* **EXERCISE INPUT**:
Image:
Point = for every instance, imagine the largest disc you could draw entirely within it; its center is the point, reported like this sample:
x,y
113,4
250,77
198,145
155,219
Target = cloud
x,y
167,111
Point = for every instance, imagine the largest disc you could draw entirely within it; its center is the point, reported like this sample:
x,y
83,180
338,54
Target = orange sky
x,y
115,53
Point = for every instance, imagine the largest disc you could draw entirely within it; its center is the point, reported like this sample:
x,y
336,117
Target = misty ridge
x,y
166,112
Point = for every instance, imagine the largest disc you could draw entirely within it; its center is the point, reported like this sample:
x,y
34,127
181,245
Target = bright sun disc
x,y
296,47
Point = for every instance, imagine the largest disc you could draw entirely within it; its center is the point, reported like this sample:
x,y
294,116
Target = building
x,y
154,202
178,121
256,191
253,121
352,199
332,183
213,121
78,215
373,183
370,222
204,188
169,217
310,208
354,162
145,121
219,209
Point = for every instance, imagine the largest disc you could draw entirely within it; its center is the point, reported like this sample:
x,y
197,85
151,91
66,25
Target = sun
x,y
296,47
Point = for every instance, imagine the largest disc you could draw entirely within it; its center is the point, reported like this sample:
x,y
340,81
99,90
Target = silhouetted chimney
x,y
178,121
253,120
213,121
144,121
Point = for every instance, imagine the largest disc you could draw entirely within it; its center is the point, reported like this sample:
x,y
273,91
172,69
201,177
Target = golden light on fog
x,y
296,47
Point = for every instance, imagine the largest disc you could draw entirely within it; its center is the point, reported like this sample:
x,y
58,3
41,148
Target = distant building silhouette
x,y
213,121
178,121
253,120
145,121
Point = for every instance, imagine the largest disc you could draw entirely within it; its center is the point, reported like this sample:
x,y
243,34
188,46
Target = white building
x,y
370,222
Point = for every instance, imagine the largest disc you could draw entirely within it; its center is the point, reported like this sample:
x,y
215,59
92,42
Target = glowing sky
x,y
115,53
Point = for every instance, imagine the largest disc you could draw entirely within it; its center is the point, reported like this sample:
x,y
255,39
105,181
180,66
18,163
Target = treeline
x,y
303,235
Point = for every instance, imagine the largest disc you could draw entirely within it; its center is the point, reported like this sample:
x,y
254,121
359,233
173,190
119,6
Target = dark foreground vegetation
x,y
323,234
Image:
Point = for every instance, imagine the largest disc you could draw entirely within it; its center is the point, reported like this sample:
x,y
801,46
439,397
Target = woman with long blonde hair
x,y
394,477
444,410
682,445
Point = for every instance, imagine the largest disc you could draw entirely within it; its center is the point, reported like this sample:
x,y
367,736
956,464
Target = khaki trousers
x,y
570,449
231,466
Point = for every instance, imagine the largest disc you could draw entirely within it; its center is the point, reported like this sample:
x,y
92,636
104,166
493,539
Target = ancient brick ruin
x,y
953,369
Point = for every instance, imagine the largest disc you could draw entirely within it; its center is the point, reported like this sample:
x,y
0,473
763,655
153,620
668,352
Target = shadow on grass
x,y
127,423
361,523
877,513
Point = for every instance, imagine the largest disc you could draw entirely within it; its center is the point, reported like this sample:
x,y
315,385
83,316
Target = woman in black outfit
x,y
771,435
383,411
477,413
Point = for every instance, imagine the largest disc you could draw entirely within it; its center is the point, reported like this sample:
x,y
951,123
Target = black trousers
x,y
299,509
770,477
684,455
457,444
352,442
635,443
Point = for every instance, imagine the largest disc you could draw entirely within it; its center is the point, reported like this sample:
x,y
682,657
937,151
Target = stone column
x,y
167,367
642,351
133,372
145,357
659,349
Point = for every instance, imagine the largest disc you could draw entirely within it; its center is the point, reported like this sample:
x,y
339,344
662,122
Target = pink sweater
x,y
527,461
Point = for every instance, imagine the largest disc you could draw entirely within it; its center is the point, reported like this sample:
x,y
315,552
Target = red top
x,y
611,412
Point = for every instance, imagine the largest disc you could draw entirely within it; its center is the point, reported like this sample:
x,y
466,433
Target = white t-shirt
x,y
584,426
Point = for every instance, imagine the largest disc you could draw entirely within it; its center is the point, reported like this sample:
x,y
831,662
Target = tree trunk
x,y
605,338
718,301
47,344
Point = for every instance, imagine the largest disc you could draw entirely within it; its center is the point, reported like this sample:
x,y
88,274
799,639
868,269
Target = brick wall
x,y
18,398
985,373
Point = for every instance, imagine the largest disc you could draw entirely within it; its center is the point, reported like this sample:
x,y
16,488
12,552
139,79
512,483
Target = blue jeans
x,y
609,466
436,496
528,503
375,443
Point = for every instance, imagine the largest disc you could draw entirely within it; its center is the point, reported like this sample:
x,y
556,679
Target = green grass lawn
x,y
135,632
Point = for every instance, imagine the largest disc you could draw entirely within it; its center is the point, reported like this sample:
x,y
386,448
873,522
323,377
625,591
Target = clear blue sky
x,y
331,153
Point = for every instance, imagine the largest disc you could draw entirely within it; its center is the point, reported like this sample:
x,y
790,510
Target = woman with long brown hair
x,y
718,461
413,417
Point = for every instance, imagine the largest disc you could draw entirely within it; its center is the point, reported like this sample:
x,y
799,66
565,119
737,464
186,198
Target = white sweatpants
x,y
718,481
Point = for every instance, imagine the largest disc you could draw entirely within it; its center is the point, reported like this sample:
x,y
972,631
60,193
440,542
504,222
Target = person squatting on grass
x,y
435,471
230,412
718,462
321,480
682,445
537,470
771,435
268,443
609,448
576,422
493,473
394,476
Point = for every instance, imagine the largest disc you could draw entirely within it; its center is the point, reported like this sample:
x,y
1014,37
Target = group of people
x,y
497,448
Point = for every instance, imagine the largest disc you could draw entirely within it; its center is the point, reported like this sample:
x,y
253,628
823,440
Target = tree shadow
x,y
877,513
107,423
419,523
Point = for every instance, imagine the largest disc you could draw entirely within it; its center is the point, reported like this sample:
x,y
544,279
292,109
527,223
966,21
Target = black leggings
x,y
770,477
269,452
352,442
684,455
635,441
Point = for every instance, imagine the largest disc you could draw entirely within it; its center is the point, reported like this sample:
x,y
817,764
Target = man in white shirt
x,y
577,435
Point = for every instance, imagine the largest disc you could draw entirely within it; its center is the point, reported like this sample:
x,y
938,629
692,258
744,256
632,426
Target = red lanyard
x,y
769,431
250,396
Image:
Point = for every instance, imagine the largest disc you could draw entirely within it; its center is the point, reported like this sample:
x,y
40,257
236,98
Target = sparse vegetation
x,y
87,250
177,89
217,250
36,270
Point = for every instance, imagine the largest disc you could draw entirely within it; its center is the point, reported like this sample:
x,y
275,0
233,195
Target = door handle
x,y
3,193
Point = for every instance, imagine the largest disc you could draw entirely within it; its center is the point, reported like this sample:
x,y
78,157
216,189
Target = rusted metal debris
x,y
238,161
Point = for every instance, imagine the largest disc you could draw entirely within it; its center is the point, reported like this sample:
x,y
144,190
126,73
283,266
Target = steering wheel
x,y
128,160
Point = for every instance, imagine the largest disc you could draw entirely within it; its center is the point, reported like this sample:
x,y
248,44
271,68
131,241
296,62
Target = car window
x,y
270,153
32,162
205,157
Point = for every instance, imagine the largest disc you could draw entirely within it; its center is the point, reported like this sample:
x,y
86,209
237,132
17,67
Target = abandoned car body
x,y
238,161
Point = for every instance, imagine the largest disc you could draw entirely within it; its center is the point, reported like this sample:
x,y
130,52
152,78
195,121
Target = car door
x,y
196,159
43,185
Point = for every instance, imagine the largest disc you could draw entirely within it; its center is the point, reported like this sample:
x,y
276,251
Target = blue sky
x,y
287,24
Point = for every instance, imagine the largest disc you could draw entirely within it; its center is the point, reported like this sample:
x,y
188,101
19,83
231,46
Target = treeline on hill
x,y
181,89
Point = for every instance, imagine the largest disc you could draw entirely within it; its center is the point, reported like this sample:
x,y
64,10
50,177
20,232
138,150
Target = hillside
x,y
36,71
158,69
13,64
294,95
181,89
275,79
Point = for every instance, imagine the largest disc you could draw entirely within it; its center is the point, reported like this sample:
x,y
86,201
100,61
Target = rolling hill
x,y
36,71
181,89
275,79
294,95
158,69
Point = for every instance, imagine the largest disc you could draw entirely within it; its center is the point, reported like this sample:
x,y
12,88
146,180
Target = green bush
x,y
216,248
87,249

* **DO THIS**:
Pick out each line in the items above that contains the word "trousers", and copy those lines in the order they appear.

* **SOLUTION**:
Target = khaki trousers
Target = black trousers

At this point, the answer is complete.